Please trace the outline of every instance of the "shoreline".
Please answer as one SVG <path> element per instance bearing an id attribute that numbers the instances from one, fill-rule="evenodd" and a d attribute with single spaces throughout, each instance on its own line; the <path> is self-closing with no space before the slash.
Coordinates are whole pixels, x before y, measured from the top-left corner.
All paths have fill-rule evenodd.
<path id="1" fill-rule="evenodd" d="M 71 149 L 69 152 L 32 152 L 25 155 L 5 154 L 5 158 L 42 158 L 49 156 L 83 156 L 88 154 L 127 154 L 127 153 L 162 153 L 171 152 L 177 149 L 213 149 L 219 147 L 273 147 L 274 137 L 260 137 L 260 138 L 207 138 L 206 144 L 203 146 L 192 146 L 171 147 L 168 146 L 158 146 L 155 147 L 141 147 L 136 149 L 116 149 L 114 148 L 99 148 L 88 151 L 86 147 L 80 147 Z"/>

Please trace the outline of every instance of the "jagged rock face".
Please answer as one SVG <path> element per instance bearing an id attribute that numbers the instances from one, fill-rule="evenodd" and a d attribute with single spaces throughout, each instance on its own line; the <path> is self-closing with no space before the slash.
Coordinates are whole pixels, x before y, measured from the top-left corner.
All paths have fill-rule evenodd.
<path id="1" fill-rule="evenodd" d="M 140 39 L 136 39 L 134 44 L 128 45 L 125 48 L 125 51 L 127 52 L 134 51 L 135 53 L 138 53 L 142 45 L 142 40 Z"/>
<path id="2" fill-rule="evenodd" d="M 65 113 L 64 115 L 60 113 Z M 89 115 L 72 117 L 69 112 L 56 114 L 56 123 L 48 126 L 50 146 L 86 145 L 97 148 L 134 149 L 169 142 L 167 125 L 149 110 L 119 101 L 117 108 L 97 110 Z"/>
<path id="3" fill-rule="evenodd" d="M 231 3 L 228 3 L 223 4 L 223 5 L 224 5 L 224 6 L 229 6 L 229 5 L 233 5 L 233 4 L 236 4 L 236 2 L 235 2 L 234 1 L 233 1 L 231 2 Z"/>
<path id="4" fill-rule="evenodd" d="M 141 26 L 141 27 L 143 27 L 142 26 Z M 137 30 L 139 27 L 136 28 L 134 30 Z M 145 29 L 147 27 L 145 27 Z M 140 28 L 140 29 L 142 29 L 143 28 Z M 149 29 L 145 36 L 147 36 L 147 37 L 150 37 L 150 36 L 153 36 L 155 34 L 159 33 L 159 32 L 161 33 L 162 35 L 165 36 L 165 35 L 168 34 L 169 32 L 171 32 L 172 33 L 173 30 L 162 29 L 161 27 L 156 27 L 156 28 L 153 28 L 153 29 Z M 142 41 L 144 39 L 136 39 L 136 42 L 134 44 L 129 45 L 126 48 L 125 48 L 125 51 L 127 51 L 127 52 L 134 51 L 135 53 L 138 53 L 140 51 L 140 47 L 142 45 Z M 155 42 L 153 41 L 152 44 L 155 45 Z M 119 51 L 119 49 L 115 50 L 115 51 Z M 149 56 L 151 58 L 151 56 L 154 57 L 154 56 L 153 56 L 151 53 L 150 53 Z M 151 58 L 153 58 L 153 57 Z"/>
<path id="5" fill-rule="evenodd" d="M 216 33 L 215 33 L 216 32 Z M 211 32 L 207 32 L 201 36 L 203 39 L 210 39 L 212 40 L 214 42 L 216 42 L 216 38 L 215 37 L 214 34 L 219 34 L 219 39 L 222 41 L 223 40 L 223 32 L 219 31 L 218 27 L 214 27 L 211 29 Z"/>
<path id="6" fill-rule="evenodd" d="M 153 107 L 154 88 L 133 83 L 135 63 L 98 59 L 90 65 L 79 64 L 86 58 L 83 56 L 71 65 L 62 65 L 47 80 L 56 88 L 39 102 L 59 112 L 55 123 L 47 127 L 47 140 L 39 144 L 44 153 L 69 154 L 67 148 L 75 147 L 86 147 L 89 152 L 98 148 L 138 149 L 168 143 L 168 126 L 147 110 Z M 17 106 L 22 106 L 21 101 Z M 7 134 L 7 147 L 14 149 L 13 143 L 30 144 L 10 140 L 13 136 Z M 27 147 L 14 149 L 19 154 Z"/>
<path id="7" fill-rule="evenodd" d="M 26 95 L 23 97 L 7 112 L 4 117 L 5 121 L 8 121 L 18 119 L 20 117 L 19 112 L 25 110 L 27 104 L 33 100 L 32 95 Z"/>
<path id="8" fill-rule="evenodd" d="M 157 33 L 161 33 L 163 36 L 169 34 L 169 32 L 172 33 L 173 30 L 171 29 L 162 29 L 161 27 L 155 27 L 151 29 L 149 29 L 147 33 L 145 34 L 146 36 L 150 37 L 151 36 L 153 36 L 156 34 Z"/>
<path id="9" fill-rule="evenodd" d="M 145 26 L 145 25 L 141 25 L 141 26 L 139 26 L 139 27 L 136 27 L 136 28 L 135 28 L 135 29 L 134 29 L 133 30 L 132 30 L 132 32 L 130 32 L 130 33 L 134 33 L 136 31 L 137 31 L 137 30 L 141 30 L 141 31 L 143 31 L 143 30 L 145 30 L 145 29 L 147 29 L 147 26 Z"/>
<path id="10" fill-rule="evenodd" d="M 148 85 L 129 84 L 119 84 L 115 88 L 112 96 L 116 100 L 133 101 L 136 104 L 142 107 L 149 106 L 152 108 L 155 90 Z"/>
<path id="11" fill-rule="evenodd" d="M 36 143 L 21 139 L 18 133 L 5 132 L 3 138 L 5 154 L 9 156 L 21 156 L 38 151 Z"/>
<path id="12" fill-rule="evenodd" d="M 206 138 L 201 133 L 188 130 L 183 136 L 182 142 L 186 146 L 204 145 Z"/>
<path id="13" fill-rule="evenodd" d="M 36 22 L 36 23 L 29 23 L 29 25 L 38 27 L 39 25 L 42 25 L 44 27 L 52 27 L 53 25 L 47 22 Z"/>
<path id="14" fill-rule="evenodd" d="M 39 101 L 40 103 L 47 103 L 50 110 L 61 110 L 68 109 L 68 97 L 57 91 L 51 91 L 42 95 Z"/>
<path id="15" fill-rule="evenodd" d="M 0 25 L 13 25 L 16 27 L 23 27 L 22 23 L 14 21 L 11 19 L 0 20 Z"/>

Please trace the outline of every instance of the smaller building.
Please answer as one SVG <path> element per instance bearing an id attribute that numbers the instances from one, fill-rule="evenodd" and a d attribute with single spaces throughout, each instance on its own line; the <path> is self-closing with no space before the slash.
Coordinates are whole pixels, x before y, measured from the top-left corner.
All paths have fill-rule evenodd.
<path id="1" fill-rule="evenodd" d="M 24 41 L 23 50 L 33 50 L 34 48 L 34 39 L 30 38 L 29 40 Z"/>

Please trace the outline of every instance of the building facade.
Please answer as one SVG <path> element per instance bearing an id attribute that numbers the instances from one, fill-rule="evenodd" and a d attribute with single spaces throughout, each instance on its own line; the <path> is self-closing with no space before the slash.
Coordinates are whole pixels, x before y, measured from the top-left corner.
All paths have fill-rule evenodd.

--

**Work required:**
Retype the entire listing above without changing anything.

**Exercise output:**
Please trace the outline of every instance of the "shoreline".
Please answer as one SVG <path> element per instance bearing an id attribute that numbers the instances from one, fill-rule="evenodd" and a d attribute with single spaces throughout, each instance on its own line; the <path> is self-closing with no space before the slash.
Coordinates are whole pixels, x before y, measured from the top-left corner.
All paths have fill-rule evenodd.
<path id="1" fill-rule="evenodd" d="M 71 149 L 69 152 L 32 152 L 25 155 L 5 154 L 5 158 L 42 158 L 49 156 L 83 156 L 88 154 L 127 154 L 127 153 L 162 153 L 171 152 L 177 149 L 213 149 L 219 147 L 273 147 L 274 137 L 260 137 L 260 138 L 207 138 L 206 144 L 203 146 L 192 146 L 171 147 L 168 146 L 158 146 L 155 147 L 141 147 L 136 149 L 116 149 L 114 148 L 99 148 L 88 151 L 86 147 L 80 147 Z"/>

Please trace the outline of every instance of the "jagged rock face".
Please answer as one SVG <path> element per instance bearing an id attribute that numbers the instances from one, fill-rule="evenodd" and a d attribute with single spaces throughout, each instance on its own line; the <path> is self-closing with no space before the slash.
Coordinates are whole pixels, x before y, measured from the top-left corner.
All paths have fill-rule evenodd.
<path id="1" fill-rule="evenodd" d="M 140 39 L 136 39 L 134 44 L 128 45 L 125 48 L 125 51 L 127 52 L 134 51 L 135 53 L 138 53 L 142 45 L 142 40 Z"/>
<path id="2" fill-rule="evenodd" d="M 65 113 L 64 115 L 60 113 Z M 89 115 L 72 117 L 69 112 L 56 114 L 56 123 L 48 126 L 50 146 L 86 145 L 97 148 L 134 149 L 169 142 L 167 125 L 149 110 L 119 101 L 117 108 L 97 110 Z"/>
<path id="3" fill-rule="evenodd" d="M 231 3 L 228 3 L 223 4 L 223 5 L 224 5 L 224 6 L 229 6 L 229 5 L 233 5 L 233 4 L 236 4 L 236 2 L 235 2 L 234 1 L 233 1 L 231 2 Z"/>
<path id="4" fill-rule="evenodd" d="M 141 26 L 141 27 L 143 27 L 142 26 Z M 137 30 L 139 27 L 136 28 L 134 30 Z M 145 29 L 147 27 L 145 27 Z M 140 28 L 140 29 L 142 29 L 143 28 Z M 149 29 L 145 36 L 147 36 L 147 37 L 150 37 L 150 36 L 153 36 L 155 34 L 159 33 L 159 32 L 161 33 L 162 35 L 165 36 L 165 35 L 168 34 L 169 32 L 171 32 L 172 33 L 173 30 L 162 29 L 161 27 L 156 27 L 156 28 L 153 28 L 153 29 Z M 142 41 L 144 39 L 136 39 L 136 42 L 134 44 L 129 45 L 126 48 L 125 48 L 125 51 L 127 51 L 127 52 L 134 51 L 135 53 L 138 53 L 140 51 L 140 47 L 142 45 Z M 155 42 L 153 41 L 152 44 L 155 45 Z M 119 51 L 119 49 L 115 50 L 115 51 Z M 149 56 L 151 58 L 151 56 L 154 57 L 154 56 L 153 56 L 151 53 L 150 53 Z M 151 58 L 153 58 L 153 57 Z"/>
<path id="5" fill-rule="evenodd" d="M 216 33 L 215 33 L 216 32 Z M 211 32 L 207 32 L 201 36 L 203 39 L 210 39 L 212 40 L 214 42 L 216 42 L 216 38 L 215 37 L 214 34 L 219 34 L 219 39 L 222 41 L 223 40 L 223 32 L 219 31 L 218 27 L 214 27 L 211 29 Z"/>
<path id="6" fill-rule="evenodd" d="M 153 107 L 154 88 L 133 83 L 135 63 L 98 59 L 90 65 L 79 64 L 86 58 L 83 56 L 71 65 L 62 65 L 47 80 L 56 88 L 39 102 L 59 112 L 55 123 L 47 127 L 47 140 L 39 144 L 44 153 L 69 154 L 67 148 L 75 147 L 86 147 L 89 152 L 98 148 L 138 149 L 168 143 L 168 126 L 147 110 Z M 17 106 L 22 106 L 21 101 Z M 7 134 L 7 147 L 14 149 L 13 143 L 30 144 L 10 140 L 13 136 Z M 27 147 L 14 149 L 19 154 Z"/>
<path id="7" fill-rule="evenodd" d="M 26 95 L 23 97 L 7 112 L 4 117 L 5 121 L 8 121 L 18 119 L 20 117 L 19 112 L 25 110 L 27 104 L 33 100 L 32 95 Z"/>
<path id="8" fill-rule="evenodd" d="M 157 33 L 161 33 L 163 36 L 169 34 L 169 32 L 172 33 L 173 30 L 171 29 L 162 29 L 161 27 L 155 27 L 151 29 L 149 29 L 147 33 L 145 34 L 146 36 L 150 37 L 151 36 L 153 36 L 156 34 Z"/>
<path id="9" fill-rule="evenodd" d="M 145 26 L 145 25 L 141 25 L 141 26 L 139 26 L 139 27 L 136 27 L 136 28 L 135 28 L 135 29 L 134 29 L 133 30 L 132 30 L 132 32 L 130 32 L 130 33 L 134 33 L 136 31 L 137 31 L 137 30 L 141 30 L 141 31 L 143 31 L 143 30 L 145 30 L 145 29 L 147 29 L 147 26 Z"/>
<path id="10" fill-rule="evenodd" d="M 148 85 L 129 84 L 119 84 L 115 88 L 112 96 L 116 100 L 133 101 L 136 104 L 142 107 L 149 106 L 152 108 L 155 90 Z"/>
<path id="11" fill-rule="evenodd" d="M 36 143 L 21 139 L 18 133 L 5 132 L 3 138 L 5 154 L 9 156 L 21 156 L 38 151 Z"/>
<path id="12" fill-rule="evenodd" d="M 206 138 L 201 133 L 188 130 L 183 136 L 182 142 L 186 146 L 204 145 Z"/>
<path id="13" fill-rule="evenodd" d="M 36 22 L 36 23 L 29 23 L 29 25 L 38 27 L 39 25 L 42 25 L 44 27 L 52 27 L 53 25 L 47 22 Z"/>
<path id="14" fill-rule="evenodd" d="M 39 101 L 40 103 L 47 103 L 50 110 L 61 110 L 68 109 L 68 97 L 57 91 L 51 91 L 42 95 Z"/>
<path id="15" fill-rule="evenodd" d="M 0 25 L 13 25 L 16 27 L 23 27 L 22 23 L 14 21 L 11 19 L 0 20 Z"/>

Please trace the outline of every instance of the smaller building.
Please answer as one SVG <path> element per instance bearing an id attribute that numbers the instances from one, fill-rule="evenodd" and a d attribute with single spaces throughout, each instance on its own line; the <path> is self-closing with no space before the slash.
Coordinates are whole pixels, x before y, measured from the top-left corner.
All paths have fill-rule evenodd.
<path id="1" fill-rule="evenodd" d="M 24 41 L 23 50 L 33 50 L 34 48 L 34 39 L 30 38 L 29 40 Z"/>

Please trace the outline of every instance of the building facade.
Please answer as one SVG <path> element per instance bearing an id attribute that numbers the instances from one, fill-rule="evenodd" and a d attribute with single spaces throughout, each instance on its own line; the <path> is self-closing with no space before the slash.
Coordinates are whole pixels, x before y, measured from the top-left corner.
All paths have fill-rule evenodd.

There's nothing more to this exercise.